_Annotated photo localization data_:

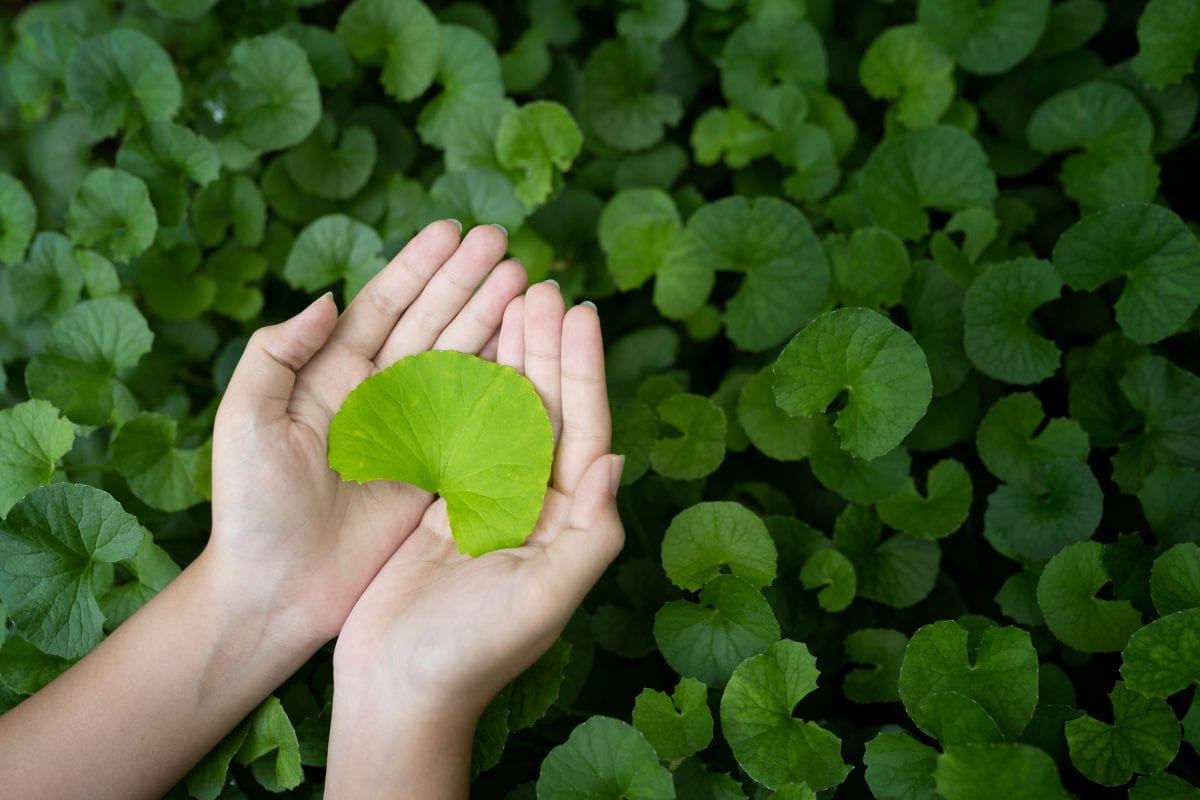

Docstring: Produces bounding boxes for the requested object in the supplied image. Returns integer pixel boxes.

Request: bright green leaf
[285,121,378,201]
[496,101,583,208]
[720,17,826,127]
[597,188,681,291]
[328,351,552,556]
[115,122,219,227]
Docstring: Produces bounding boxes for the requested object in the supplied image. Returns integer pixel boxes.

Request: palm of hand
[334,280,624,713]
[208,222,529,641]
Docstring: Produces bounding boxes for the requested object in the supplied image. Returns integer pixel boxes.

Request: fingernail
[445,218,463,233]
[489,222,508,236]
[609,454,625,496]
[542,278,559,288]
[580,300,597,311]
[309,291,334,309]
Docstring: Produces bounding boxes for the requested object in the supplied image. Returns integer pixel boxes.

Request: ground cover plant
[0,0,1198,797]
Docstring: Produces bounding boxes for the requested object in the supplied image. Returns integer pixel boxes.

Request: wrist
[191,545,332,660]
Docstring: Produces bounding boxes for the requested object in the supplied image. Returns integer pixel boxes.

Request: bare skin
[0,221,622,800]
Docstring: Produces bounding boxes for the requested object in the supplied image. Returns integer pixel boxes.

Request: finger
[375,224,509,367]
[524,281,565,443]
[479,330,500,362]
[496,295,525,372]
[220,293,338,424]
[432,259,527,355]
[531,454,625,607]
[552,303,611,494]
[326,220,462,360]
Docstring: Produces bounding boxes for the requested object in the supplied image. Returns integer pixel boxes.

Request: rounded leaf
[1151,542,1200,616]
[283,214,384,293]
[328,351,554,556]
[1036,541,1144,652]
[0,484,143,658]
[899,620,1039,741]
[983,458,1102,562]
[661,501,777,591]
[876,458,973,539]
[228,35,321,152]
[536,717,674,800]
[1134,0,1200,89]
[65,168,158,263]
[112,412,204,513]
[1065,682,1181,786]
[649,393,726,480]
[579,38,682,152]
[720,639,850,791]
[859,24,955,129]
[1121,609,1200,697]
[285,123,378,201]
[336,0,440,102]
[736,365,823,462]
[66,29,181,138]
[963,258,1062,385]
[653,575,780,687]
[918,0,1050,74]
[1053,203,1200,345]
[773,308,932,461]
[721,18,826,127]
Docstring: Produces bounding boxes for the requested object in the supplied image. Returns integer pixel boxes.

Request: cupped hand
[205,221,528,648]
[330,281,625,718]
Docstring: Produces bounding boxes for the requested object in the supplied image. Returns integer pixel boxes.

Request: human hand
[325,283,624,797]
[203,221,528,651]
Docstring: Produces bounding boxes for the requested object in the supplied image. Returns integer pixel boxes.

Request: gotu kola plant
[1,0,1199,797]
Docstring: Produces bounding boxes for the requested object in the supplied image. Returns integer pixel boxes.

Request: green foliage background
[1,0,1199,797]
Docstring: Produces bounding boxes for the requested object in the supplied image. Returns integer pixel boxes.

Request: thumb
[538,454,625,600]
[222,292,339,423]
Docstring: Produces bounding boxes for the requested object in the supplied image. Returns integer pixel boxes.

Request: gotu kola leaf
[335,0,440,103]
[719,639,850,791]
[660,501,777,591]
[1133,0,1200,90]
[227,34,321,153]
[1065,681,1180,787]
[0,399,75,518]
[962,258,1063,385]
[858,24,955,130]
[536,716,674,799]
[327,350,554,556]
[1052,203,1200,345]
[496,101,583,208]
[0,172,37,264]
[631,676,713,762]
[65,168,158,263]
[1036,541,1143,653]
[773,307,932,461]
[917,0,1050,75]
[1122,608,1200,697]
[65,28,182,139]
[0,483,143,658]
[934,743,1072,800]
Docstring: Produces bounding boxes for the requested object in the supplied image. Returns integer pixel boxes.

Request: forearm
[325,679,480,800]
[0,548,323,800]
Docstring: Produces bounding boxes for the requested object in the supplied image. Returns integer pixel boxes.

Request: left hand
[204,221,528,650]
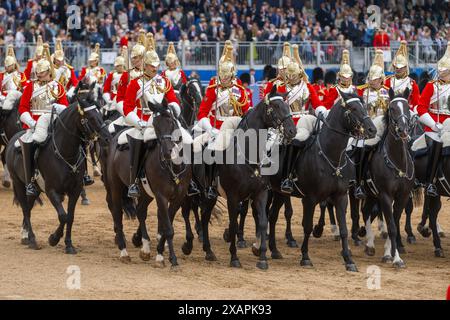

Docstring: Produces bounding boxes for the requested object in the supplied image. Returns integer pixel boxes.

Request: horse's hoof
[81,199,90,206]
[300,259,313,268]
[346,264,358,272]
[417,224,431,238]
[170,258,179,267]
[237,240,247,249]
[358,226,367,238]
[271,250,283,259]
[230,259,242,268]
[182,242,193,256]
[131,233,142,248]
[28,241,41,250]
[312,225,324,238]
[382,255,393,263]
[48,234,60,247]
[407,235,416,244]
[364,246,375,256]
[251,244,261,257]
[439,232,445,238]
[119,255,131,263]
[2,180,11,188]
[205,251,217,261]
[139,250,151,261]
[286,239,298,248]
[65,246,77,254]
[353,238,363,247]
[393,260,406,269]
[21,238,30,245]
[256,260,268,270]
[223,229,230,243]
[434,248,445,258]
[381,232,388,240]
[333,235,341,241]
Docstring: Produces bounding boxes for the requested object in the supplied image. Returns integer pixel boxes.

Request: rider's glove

_WORK TASK_: Only the lines from the one with "Request: forearm" through the last line above belong in the answer. Reproduce them exactly, without the pictures.

_RESULT FOR THIS EXERCISE_:
Request: forearm
[325,679,480,800]
[0,548,323,800]
Docstring: Produces bounding boxes for the requested object in the supplied image. Returns integer pixel boxes.

Request: left hand
[204,221,528,650]

Docstring: Produces bounding boxes for the requested object in the supplied image. Returns integer pixel boxes.

Request: horse's hoof
[81,199,90,206]
[300,259,313,268]
[346,264,358,272]
[417,224,431,238]
[170,258,179,267]
[237,240,247,249]
[358,226,367,238]
[271,250,283,259]
[230,259,242,268]
[182,242,193,256]
[131,233,142,248]
[28,241,41,250]
[312,225,324,238]
[382,255,393,263]
[48,234,60,247]
[407,235,416,244]
[364,246,375,256]
[251,244,261,257]
[439,232,445,238]
[119,255,131,263]
[2,180,11,188]
[205,251,217,261]
[139,250,151,261]
[286,239,298,248]
[65,246,77,254]
[353,238,363,247]
[393,260,406,269]
[21,238,30,245]
[256,260,268,270]
[223,229,230,243]
[434,248,445,258]
[381,232,388,240]
[333,235,341,241]
Docstring: Produces bounding boxes for the requested object in the supplied image. Returns integer pixel boxes.

Request: rider's glove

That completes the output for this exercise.